**Instructions to follow:**
Hunt through the entries for the word "distant" and copy each line in which it appears.

Referring expression data

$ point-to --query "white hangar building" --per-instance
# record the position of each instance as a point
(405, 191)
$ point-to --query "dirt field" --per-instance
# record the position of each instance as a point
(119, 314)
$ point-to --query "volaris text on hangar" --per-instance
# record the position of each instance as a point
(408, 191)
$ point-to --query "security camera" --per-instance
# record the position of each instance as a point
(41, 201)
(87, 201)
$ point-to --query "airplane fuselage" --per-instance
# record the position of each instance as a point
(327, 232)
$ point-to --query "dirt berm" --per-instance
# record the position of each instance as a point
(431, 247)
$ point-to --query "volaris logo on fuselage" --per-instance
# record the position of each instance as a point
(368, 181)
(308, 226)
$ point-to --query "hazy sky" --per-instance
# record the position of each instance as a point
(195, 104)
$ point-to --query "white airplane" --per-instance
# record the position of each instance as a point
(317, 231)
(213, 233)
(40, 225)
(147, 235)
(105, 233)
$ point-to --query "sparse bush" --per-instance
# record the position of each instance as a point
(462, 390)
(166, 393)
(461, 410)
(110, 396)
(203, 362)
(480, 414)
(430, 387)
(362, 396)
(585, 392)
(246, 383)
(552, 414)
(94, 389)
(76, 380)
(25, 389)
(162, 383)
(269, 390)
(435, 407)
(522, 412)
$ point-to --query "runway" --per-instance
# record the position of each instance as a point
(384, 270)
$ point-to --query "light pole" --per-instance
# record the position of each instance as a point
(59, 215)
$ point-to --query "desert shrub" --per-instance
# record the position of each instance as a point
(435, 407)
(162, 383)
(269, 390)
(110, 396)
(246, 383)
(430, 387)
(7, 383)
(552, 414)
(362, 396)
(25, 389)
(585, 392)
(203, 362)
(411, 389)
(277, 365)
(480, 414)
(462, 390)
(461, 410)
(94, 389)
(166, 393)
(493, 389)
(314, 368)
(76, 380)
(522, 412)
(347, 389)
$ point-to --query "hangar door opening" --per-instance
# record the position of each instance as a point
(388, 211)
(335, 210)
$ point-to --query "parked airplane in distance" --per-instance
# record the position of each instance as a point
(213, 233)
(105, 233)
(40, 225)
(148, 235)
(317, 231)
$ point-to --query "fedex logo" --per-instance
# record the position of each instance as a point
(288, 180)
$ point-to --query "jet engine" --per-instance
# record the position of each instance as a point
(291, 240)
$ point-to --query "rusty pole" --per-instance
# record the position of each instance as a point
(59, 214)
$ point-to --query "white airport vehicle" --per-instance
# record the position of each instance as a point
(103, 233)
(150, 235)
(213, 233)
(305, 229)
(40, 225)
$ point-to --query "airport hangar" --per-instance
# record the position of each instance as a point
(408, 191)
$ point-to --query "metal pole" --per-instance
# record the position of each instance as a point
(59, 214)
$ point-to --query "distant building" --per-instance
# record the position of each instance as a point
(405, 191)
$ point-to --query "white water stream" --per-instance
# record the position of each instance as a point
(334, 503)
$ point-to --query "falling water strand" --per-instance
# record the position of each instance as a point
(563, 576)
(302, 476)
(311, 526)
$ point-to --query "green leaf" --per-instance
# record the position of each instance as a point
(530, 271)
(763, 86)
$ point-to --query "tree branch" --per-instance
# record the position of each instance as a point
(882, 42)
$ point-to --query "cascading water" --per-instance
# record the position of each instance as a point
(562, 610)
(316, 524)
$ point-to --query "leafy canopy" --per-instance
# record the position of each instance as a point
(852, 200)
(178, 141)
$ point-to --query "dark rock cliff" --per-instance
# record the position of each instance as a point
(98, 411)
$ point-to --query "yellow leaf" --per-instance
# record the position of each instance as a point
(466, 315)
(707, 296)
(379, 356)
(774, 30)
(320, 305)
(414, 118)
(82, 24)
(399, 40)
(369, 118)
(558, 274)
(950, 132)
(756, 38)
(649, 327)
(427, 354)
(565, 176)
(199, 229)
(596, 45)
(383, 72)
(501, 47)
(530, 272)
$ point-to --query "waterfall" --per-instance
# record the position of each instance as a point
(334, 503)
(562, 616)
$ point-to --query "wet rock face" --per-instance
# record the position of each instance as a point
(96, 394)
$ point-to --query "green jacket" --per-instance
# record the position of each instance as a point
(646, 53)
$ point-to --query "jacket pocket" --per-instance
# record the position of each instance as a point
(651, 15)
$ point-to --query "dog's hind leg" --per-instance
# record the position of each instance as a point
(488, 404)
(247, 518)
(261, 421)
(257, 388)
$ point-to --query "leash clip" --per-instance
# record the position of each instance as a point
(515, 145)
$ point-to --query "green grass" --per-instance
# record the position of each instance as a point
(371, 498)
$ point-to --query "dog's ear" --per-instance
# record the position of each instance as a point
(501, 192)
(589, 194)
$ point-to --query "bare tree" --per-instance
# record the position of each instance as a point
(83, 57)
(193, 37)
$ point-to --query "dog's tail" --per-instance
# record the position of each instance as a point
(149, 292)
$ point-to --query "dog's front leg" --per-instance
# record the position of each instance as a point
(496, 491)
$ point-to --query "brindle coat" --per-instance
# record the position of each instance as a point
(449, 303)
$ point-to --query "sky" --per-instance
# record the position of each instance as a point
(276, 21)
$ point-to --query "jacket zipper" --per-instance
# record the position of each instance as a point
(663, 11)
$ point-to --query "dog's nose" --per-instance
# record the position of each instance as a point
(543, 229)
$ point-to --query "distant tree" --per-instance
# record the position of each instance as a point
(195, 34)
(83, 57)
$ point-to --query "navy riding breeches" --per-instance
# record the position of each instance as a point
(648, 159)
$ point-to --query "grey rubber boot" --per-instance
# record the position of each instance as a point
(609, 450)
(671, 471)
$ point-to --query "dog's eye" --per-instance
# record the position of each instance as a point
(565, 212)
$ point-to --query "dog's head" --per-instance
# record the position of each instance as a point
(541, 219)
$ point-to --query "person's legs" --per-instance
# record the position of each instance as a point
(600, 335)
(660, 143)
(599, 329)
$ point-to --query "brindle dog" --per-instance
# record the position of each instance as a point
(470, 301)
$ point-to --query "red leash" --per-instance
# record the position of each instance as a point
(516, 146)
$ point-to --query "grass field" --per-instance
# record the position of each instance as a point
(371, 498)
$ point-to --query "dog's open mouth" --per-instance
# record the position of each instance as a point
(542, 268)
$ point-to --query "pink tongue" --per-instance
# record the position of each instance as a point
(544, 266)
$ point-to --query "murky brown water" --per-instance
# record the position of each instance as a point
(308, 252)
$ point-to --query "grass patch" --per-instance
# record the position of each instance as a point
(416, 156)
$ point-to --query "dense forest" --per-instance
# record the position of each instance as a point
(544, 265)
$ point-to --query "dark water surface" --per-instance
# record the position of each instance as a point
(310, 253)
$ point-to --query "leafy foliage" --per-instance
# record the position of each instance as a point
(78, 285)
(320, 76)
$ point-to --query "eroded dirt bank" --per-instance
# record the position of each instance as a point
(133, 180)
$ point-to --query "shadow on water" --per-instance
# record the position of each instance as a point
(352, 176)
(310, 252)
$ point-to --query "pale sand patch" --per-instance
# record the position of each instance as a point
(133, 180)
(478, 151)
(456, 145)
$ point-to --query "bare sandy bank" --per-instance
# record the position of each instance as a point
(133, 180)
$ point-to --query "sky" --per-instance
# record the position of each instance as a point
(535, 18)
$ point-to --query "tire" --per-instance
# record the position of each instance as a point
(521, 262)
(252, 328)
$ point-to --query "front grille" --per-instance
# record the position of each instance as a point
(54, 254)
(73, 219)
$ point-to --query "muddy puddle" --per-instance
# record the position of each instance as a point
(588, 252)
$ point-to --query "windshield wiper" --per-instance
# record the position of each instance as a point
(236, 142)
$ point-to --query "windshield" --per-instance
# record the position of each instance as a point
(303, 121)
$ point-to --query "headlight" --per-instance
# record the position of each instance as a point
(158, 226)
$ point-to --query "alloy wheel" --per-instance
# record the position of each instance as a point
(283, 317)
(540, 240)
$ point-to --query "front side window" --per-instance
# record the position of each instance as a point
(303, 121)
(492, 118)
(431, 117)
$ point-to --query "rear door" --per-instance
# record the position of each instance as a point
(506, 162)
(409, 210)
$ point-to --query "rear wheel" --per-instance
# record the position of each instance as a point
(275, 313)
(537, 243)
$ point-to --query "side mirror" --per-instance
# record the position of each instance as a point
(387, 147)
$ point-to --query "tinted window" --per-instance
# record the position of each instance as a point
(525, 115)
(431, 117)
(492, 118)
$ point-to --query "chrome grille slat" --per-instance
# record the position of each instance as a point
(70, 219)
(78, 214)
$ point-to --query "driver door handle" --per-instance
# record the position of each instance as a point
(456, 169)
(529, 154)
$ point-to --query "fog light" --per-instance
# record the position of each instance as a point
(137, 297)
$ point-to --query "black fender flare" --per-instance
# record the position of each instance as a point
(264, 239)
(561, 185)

**Response to the task:**
$ point-to --query "distant building" --per-instance
$ point-to --query "distant tree" --per-instance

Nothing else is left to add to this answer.